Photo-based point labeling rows
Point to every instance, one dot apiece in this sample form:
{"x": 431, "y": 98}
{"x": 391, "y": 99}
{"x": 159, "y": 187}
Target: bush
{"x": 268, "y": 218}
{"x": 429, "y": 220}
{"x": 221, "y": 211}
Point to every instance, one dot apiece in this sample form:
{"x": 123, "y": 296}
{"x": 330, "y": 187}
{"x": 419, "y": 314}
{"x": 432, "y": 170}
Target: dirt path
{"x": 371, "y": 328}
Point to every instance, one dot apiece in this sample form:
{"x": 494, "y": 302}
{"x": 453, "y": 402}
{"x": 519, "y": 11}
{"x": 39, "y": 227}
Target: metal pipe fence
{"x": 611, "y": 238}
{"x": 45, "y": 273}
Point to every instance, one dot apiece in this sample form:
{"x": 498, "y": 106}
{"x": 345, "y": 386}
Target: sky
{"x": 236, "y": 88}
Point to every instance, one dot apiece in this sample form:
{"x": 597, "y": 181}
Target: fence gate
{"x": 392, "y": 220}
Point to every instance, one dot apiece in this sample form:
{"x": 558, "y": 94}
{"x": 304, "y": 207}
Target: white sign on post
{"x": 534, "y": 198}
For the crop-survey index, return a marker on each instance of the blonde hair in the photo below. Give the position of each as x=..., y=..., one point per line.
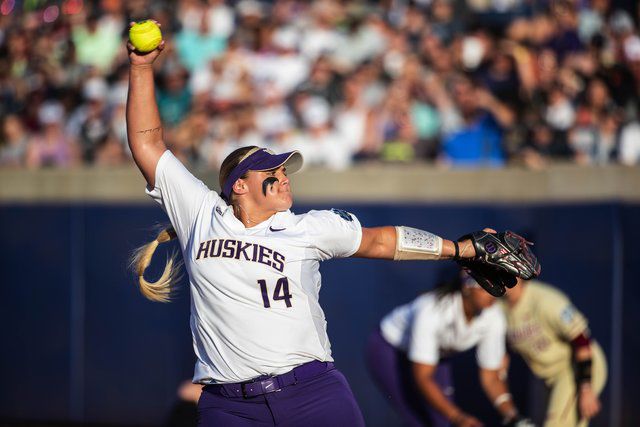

### [Set problem]
Rewrite every line of the rows above as a numbered list, skipping any blank lines and leaving the pictures out.

### [Written answer]
1. Point to every instance, one dot apiece in this sample form:
2. {"x": 431, "y": 98}
3. {"x": 391, "y": 99}
4. {"x": 159, "y": 187}
5. Target: bush
6. {"x": 268, "y": 218}
7. {"x": 429, "y": 220}
8. {"x": 221, "y": 211}
9. Point to every instance, one dot apiece in this sample form:
10. {"x": 123, "y": 296}
11. {"x": 330, "y": 187}
12. {"x": 419, "y": 314}
13. {"x": 432, "y": 170}
14. Target: dirt path
15. {"x": 371, "y": 328}
16. Point to every instance, one dot apiece in this sample form:
17. {"x": 494, "y": 302}
18. {"x": 453, "y": 402}
19. {"x": 519, "y": 11}
20. {"x": 39, "y": 227}
21. Target: metal pipe fence
22. {"x": 611, "y": 238}
23. {"x": 45, "y": 273}
24. Point to every instance, one dot apiece in this sample form:
25. {"x": 498, "y": 106}
26. {"x": 345, "y": 386}
27. Target: sky
28. {"x": 236, "y": 88}
29. Point to every instance, one dot apiece in this sample form:
30. {"x": 597, "y": 181}
31. Target: fence gate
32. {"x": 392, "y": 220}
33. Point to every instance, one dot apiece in this sample form:
34. {"x": 558, "y": 94}
35. {"x": 304, "y": 207}
36. Target: white sign on post
37. {"x": 534, "y": 198}
38. For the crop-survey index, return a marker on each instance of the blonde hair in the photo below. Give the position of each as x=..., y=..., one point per line.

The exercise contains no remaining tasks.